▶ _TRECHO DA PÁGINA_:
......
A investigação da verdade é
a tarefa fundamental da ciência. O investigador, que se move nesta primeira
vertente da ciência, sente toda a fascinação das palavras de Santo Agostinho:
“Intellectum valde ama” – “Ama muito a inteligência”
e a função que lhe é própria, de conhecer a verdade. A ciência pura é um bem,
digno de ser muito amado, porque ela é
conhecimento e portanto perfeição do homem na sua inteligência. Antes mesmo das
suas aplicações técnicas, deve ela ser honrada por si mesma, como parte
integrante da cultura. A ciência fundamental é bem universal, que todos os
povos devem poder cultivar em plena liberdade de qualquer forma de servidão
internacional ou de colonialismo intelectual.
A investigação fundamental
deve ser livre diante dos poderes político e econômico, que hão de colaborar
para o desenvolvimento dela, sem a deter na sua criatividade nem a fazer servir
aos próprios interesses. Como toda outra verdade, a verdade científica não tem,
como efeito, de dar contas senão a si mesma e à Verdade suprema que é Deus,
criador do homem e de todas as coisas”.
......
▶ _REGISTROS FORNECIDOS_:
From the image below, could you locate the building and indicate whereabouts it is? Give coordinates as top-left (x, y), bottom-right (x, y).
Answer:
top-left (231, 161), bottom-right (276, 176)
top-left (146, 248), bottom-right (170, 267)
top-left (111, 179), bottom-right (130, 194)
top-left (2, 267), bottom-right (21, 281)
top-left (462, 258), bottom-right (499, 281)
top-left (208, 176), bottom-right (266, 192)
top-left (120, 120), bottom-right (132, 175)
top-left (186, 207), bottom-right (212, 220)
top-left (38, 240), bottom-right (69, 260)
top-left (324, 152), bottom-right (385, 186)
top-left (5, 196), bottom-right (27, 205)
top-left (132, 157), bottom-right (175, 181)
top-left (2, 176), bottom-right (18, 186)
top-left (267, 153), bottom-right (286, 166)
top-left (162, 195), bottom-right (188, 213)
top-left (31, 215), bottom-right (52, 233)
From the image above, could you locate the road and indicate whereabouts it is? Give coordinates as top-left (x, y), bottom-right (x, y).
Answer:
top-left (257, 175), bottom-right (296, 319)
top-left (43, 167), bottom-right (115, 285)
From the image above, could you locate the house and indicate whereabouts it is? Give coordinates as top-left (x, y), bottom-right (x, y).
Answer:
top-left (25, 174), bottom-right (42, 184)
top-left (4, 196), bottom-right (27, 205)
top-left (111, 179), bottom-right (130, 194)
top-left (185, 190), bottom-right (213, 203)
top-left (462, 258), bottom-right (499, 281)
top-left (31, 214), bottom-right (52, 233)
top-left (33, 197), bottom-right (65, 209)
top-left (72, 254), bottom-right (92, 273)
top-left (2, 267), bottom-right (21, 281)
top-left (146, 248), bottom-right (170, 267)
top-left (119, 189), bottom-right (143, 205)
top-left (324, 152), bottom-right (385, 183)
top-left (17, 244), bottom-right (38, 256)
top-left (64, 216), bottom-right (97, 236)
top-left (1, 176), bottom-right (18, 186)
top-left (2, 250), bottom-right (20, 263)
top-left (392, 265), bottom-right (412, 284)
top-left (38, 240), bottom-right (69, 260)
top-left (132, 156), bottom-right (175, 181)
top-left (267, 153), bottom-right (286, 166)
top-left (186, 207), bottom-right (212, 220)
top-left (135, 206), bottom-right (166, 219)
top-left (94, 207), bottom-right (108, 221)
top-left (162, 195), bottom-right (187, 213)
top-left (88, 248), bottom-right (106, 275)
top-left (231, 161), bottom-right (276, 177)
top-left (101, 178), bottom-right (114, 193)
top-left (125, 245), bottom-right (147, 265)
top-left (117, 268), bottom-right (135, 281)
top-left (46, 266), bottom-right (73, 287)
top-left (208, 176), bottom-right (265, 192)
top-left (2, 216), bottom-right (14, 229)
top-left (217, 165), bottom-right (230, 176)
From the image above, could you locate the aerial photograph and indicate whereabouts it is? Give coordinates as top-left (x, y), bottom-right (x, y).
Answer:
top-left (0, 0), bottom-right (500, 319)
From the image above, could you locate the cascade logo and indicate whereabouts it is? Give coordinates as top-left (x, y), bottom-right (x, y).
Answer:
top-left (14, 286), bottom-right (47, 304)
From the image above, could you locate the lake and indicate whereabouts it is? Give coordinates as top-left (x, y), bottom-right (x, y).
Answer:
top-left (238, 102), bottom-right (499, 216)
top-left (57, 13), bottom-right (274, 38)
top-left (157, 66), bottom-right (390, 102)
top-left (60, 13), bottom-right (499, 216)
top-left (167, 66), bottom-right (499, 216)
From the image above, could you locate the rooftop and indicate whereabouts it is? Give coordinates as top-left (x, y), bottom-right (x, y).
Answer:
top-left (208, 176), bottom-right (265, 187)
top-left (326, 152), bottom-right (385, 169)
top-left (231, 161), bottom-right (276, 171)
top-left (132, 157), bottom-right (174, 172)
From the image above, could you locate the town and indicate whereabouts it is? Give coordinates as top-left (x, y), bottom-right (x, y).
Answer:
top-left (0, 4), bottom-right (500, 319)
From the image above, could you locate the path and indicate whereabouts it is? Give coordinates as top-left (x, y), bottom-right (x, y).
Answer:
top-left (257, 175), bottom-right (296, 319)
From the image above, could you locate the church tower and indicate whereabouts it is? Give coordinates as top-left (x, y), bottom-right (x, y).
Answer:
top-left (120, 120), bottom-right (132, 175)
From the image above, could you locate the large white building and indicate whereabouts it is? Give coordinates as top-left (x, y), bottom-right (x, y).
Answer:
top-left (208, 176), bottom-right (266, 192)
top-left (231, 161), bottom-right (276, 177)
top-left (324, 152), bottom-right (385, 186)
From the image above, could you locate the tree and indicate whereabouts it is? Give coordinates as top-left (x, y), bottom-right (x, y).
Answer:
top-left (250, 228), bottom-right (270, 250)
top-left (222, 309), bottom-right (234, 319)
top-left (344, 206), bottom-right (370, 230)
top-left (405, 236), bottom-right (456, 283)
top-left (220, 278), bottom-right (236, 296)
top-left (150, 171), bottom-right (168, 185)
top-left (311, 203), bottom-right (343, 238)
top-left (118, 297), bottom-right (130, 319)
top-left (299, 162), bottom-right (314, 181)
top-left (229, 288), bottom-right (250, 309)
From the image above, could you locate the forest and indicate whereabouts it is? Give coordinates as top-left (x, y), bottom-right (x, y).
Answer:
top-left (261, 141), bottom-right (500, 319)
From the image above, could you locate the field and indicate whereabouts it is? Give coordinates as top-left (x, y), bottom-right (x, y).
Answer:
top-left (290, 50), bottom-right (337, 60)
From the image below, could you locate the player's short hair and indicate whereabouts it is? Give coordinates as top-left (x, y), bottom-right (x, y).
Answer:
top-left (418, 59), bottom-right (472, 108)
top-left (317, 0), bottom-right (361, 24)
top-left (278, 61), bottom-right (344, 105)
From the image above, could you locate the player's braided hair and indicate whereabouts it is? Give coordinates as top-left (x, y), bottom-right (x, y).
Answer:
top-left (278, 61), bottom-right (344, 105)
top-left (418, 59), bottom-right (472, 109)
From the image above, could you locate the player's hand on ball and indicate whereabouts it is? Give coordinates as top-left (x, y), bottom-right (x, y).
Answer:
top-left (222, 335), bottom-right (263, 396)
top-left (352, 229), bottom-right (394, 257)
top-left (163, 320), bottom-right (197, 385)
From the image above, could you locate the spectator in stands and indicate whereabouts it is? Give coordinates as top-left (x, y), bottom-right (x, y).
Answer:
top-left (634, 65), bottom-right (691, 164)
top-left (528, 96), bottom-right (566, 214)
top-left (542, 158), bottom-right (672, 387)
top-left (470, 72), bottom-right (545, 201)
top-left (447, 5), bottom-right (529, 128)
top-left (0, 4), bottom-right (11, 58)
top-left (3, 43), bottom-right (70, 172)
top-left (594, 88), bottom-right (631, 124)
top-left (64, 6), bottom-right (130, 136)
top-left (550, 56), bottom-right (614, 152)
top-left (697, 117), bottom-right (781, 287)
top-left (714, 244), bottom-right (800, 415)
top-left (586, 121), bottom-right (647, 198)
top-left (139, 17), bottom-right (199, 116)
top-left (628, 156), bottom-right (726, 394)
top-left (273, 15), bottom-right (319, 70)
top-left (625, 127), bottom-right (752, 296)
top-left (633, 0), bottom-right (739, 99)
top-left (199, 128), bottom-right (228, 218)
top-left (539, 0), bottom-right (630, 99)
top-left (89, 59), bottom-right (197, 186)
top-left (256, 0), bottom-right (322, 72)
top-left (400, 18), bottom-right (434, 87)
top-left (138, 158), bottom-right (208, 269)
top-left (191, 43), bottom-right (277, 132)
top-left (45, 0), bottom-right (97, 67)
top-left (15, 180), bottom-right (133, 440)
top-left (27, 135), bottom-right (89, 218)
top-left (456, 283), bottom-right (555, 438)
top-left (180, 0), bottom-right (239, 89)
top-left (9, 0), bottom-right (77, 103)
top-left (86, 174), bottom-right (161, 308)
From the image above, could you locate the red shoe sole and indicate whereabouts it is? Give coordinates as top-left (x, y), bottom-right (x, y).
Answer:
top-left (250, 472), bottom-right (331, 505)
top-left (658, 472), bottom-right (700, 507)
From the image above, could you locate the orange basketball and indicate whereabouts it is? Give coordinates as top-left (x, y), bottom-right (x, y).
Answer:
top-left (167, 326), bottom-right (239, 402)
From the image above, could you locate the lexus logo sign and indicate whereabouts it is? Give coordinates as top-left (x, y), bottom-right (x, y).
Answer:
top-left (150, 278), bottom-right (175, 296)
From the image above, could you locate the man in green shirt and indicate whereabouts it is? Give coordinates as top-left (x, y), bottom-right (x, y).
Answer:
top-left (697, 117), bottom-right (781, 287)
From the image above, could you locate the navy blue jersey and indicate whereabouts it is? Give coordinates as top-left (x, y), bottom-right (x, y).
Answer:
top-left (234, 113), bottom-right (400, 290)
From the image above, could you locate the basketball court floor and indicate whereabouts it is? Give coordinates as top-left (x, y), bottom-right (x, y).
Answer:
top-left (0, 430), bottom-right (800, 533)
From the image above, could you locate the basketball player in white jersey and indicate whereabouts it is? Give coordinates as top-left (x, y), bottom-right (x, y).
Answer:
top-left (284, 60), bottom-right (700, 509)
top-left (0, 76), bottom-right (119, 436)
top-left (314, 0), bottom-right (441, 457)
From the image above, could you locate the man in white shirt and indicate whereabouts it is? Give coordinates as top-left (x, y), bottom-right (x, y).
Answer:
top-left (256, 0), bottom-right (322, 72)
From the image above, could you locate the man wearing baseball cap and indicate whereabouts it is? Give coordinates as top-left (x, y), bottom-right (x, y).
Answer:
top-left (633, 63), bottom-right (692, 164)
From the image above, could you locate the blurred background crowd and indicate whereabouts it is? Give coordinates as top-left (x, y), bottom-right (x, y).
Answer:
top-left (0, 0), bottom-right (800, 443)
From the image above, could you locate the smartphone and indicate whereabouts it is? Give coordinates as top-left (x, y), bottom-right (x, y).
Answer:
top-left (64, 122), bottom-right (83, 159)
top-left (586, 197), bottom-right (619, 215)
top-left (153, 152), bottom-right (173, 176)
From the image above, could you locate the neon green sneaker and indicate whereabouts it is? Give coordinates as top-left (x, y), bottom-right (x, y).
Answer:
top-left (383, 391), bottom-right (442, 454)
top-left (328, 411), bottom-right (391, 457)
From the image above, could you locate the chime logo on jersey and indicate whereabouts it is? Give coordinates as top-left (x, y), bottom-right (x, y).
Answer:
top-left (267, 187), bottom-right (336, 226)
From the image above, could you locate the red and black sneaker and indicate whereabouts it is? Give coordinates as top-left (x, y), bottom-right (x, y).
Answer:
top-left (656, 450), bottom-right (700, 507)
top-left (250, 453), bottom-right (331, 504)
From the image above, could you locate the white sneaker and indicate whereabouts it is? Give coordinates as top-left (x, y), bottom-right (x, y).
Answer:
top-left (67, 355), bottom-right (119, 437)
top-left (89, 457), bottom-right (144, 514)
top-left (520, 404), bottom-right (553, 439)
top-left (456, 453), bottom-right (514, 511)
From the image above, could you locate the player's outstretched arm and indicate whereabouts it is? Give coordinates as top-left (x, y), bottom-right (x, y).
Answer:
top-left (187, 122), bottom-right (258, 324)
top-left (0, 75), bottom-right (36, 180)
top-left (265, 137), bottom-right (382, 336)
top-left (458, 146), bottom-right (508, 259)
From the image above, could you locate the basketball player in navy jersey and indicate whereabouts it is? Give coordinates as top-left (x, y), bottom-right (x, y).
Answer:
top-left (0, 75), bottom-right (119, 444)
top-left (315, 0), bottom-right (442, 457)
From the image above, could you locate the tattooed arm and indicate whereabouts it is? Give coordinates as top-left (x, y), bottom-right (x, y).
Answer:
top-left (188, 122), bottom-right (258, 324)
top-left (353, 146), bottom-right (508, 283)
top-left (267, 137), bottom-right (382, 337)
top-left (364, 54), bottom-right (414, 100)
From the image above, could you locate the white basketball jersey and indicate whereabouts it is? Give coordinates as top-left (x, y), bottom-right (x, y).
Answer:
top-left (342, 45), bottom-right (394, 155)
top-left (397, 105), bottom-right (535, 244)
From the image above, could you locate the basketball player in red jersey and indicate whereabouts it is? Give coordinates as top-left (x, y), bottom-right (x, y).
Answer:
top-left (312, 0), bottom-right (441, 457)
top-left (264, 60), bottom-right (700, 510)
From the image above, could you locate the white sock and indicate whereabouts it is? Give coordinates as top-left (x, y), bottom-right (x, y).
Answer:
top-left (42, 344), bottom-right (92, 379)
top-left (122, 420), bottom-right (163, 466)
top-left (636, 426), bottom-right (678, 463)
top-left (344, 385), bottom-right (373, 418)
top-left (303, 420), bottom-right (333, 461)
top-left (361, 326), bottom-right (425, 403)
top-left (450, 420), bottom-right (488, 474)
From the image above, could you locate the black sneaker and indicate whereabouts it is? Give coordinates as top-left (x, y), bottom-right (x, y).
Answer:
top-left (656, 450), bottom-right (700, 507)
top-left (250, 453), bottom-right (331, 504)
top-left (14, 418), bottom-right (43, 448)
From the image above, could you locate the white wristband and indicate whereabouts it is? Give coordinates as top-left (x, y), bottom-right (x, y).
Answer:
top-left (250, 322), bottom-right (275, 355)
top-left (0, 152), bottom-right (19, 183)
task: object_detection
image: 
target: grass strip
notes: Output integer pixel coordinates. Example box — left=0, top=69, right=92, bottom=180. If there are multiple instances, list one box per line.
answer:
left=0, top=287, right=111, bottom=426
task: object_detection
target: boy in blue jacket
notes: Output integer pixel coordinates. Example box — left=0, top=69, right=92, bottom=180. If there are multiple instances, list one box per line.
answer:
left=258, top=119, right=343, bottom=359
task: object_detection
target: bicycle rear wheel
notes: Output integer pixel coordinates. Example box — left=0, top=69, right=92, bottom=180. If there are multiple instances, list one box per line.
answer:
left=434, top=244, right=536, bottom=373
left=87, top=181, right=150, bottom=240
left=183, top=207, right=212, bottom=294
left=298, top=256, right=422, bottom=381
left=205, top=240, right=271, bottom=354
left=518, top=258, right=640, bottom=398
......
▶ _TAREFA PROPOSTA_:
As afirmações abaixo estão de acordo com o trecho sobre a investigação científica? Responda sim ou não a cada uma, citando literalmente as palavras do trecho que decidem a resposta.
(a) A ciência pura merece ser honrada apenas por causa de suas aplicações técnicas.
(b) A investigação fundamental deve ser livre diante dos poderes político e econômico.
(c) A ciência fundamental é um bem reservado a alguns povos.
Os registros provêm de outra fonte, sem relação com o trecho.

▶ _RESOLUÇÃO DA TAREFA_:
(a) Não: "Antes mesmo das suas aplicações técnicas, deve ela ser honrada por si mesma".
(b) Sim: "A investigação fundamental deve ser livre diante dos poderes político e econômico".
(c) Não: "A ciência fundamental é bem universal, que todos os povos devem poder cultivar".